→ **Available data**:
******************************

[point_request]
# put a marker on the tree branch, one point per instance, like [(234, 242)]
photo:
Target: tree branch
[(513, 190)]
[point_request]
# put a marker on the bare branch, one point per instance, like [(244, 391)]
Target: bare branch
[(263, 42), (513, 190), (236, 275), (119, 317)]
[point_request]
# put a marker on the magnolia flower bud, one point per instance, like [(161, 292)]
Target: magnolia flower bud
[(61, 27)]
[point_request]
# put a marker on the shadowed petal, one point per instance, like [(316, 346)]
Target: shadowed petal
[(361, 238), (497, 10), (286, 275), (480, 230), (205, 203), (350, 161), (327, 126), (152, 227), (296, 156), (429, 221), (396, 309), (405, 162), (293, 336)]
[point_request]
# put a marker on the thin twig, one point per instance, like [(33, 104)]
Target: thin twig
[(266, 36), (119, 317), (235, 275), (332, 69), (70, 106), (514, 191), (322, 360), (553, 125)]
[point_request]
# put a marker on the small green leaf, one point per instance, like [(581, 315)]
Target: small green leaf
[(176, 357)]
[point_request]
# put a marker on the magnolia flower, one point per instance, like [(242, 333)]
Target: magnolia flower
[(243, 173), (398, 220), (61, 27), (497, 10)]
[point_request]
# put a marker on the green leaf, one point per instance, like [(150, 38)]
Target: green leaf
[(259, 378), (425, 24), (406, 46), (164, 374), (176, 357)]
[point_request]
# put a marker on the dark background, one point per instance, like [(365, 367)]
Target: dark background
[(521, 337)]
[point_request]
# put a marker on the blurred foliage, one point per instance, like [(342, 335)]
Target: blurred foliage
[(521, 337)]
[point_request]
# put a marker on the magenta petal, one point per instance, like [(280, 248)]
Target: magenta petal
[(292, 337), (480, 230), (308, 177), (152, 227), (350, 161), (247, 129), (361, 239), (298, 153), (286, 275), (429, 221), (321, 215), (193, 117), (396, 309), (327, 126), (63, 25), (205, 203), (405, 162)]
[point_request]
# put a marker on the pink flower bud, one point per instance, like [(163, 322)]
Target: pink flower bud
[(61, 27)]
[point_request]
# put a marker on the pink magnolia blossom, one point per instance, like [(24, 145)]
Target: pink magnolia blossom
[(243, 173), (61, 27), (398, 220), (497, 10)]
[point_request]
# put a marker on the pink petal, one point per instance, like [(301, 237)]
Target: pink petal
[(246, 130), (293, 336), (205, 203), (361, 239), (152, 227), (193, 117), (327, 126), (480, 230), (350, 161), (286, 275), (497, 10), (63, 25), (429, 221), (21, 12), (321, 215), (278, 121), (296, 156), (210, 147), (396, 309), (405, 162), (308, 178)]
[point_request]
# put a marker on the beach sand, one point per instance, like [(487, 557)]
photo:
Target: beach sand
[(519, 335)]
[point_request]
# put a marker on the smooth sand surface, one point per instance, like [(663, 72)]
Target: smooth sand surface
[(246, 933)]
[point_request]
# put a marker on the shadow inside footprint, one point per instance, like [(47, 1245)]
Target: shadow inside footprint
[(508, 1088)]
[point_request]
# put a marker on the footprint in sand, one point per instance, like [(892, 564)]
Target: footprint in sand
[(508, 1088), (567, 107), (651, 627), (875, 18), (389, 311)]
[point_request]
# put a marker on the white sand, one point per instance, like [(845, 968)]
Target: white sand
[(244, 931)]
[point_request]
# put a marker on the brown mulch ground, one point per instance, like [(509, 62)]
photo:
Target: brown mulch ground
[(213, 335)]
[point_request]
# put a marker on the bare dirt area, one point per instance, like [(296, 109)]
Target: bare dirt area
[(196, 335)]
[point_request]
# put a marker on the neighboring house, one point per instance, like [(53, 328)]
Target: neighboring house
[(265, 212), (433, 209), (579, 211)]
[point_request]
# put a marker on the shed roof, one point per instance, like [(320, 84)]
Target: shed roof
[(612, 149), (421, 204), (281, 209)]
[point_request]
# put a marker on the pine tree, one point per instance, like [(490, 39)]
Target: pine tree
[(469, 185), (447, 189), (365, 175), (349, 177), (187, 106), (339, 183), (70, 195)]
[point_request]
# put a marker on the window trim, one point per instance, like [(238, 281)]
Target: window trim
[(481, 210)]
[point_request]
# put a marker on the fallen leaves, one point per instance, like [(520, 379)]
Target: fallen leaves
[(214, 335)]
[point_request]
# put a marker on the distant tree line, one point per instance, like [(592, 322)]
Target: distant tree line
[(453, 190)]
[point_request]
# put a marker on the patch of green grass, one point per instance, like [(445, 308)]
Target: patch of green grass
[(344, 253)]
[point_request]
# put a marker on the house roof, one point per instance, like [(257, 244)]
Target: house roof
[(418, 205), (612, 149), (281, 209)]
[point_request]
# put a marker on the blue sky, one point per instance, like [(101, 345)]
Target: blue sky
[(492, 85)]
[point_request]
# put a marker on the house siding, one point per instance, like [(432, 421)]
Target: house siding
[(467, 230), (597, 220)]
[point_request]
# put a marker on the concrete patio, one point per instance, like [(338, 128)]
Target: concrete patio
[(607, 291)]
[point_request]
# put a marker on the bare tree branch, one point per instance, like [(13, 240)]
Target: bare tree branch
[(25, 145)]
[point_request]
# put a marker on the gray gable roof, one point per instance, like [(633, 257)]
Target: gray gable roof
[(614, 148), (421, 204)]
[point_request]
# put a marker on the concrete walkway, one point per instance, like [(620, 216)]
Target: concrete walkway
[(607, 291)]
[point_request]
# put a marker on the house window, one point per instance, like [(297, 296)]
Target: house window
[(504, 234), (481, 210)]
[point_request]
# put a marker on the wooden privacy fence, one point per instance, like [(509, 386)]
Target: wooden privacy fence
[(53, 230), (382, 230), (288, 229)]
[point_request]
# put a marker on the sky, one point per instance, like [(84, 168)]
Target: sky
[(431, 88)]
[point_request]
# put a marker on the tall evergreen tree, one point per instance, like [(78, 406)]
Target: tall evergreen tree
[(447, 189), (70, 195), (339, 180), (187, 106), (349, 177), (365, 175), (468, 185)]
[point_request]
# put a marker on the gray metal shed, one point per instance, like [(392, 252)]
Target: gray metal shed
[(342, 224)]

******************************

→ **Set exercise**: Output the entire listing above again, line for line and unchanged.

→ **Final result**:
[point_request]
# put a marker on the tree branch, one point per instance, like [(234, 242)]
photo:
Target: tree branch
[(513, 190)]
[point_request]
# put a marker on the bare branch, one point per instance, like [(244, 391)]
Target: bare branch
[(263, 42), (513, 190), (236, 275), (119, 317)]
[point_request]
# put a marker on the magnolia flower bud, one point per instance, like [(161, 292)]
Target: magnolia flower bud
[(61, 27)]
[point_request]
# put a marker on the shadowed petal, one point per instance, like [(316, 346)]
Target: shadowed petal
[(361, 238), (497, 10), (286, 275), (480, 230), (205, 203), (350, 161), (327, 126), (152, 227), (296, 156), (429, 221), (396, 309), (405, 162), (293, 336)]
[point_request]
# put a marker on the thin twig, one point per instance, like [(33, 104)]
Target: thin twig
[(266, 36), (119, 317), (235, 275), (332, 69), (70, 106), (514, 191), (322, 360), (553, 125)]
[point_request]
# put a marker on the small green leaf, one point per instance, like [(581, 315)]
Target: small green leaf
[(176, 357)]
[point_request]
# put a marker on the magnolia flower, one point per instance, like [(242, 333)]
Target: magnolia flower
[(243, 173), (398, 220), (61, 27), (497, 10)]
[point_request]
# put a marker on the green leaf, one point per instance, like [(150, 38)]
Target: green leaf
[(259, 378), (425, 24), (406, 46), (164, 374), (176, 357)]
[point_request]
# put a marker on the dark background, one point per instance, like [(365, 367)]
Target: dark background
[(521, 337)]
[point_request]
# put a marker on the blurred foliage, one point per instance, like [(342, 335)]
Target: blurred foliage
[(521, 337)]
[point_request]
# put a marker on the magenta petal, one point per instance, like [(280, 248)]
Target: magenta petal
[(292, 337), (480, 230), (308, 177), (152, 227), (350, 161), (247, 129), (361, 239), (298, 153), (286, 275), (429, 221), (321, 215), (193, 117), (396, 309), (327, 126), (63, 25), (205, 203), (405, 162)]
[point_request]
# put a marker on the pink flower bud, one point per instance, like [(163, 322)]
Target: pink flower bud
[(61, 27)]
[point_request]
# put a marker on the pink magnolia blossom, one point per instance, like [(24, 145)]
Target: pink magnolia blossom
[(243, 173), (61, 27), (398, 220), (497, 10)]
[point_request]
# put a marker on the pink petal, one point per instance, like [(301, 237)]
Target: pink petal
[(246, 130), (293, 336), (205, 203), (361, 239), (152, 227), (193, 117), (327, 126), (480, 230), (350, 161), (286, 275), (497, 10), (63, 25), (429, 221), (21, 12), (321, 215), (278, 121), (296, 156), (210, 147), (396, 309), (405, 162), (308, 178)]
[point_request]
# put a marker on the beach sand, one point per instance, like [(487, 557)]
photo:
Target: beach sand
[(519, 335)]
[point_request]
# put a marker on the smooth sand surface, one point per instance, like [(663, 72)]
Target: smooth sand surface
[(246, 933)]
[point_request]
# put a marker on the shadow inside footprint, one point per instance, like [(47, 1245)]
Target: shadow inside footprint
[(508, 1088)]
[point_request]
# put a marker on the footprint in sand, one point per instance, like [(892, 564)]
Target: footprint in sand
[(508, 1088), (567, 107), (651, 627), (875, 18), (389, 311)]
[point_request]
# put a marker on the white sand, one point per instance, like [(845, 968)]
Target: white sand
[(244, 931)]
[point_request]
# put a marker on the brown mulch ground, one point per instance, like [(509, 62)]
photo:
Target: brown mulch ground
[(213, 335)]
[point_request]
# put a marker on the bare dirt area, one point per instance, like [(296, 109)]
Target: bare dirt area
[(196, 335)]
[point_request]
# put a marker on the neighboring house, one point per instance, like [(53, 328)]
Target: neighboring house
[(265, 212), (433, 209), (579, 211)]
[point_request]
# put a marker on the shed roof, one point per instance, like [(320, 84)]
Target: shed roof
[(612, 149), (421, 204), (281, 209)]
[point_request]
# put a marker on the pine tree, one point per instance, like [(490, 39)]
Target: pine tree
[(469, 185), (447, 189), (365, 175), (349, 177), (187, 106), (339, 183), (70, 195)]
[point_request]
# put a marker on the window trim, one point per instance, like [(238, 281)]
Target: window trim
[(481, 210)]
[point_request]
# put a marker on the fallen leaves, one point per instance, like [(520, 379)]
Target: fallen leaves
[(214, 335)]
[point_request]
# put a marker on the distant tree line, one point per instance, like [(592, 322)]
Target: distant tree line
[(453, 190)]
[point_request]
# put a marker on the patch of green grass, one point per instance, like [(445, 308)]
Target: patch of green grass
[(344, 253)]
[point_request]
# put a marker on the house roof, one point per instance, like [(257, 244)]
Target: house roof
[(418, 205), (612, 149), (281, 209)]
[point_request]
# put a marker on the blue sky, one point per instance, like [(101, 345)]
Target: blue sky
[(492, 85)]
[point_request]
# put a marker on the house siding, one point per instance, like [(432, 421)]
Target: house siding
[(467, 230), (597, 220)]
[point_request]
# put a marker on the concrete patio, one point per instance, like [(338, 128)]
Target: concrete patio
[(607, 291)]
[point_request]
# put a marker on the bare tree branch, one point per instance, like [(13, 240)]
Target: bare tree branch
[(25, 145)]
[point_request]
# put a marker on the gray gable roof, one point per instance, like [(633, 257)]
Target: gray gable roof
[(614, 148), (421, 204)]
[point_request]
# put a marker on the concrete walkway, one point per instance, like [(620, 216)]
Target: concrete walkway
[(607, 291)]
[point_request]
# put a marker on the house window, one point per instance, like [(297, 296)]
Target: house window
[(504, 234), (481, 210)]
[point_request]
# put a marker on the wooden privacy fence, one point per instance, like [(509, 386)]
Target: wooden privacy fence
[(53, 230), (382, 230), (288, 229)]
[point_request]
# put a marker on the sky, one point per instance, like [(84, 168)]
Target: sky
[(431, 88)]
[point_request]
# put a marker on the tall evergreen tree, one point per instance, like [(78, 406)]
Target: tall evergreen tree
[(447, 189), (70, 195), (339, 180), (187, 106), (349, 177), (365, 175), (468, 185)]
[point_request]
# put a marker on the gray metal shed, one point per instance, like [(392, 252)]
Target: gray metal shed
[(342, 224)]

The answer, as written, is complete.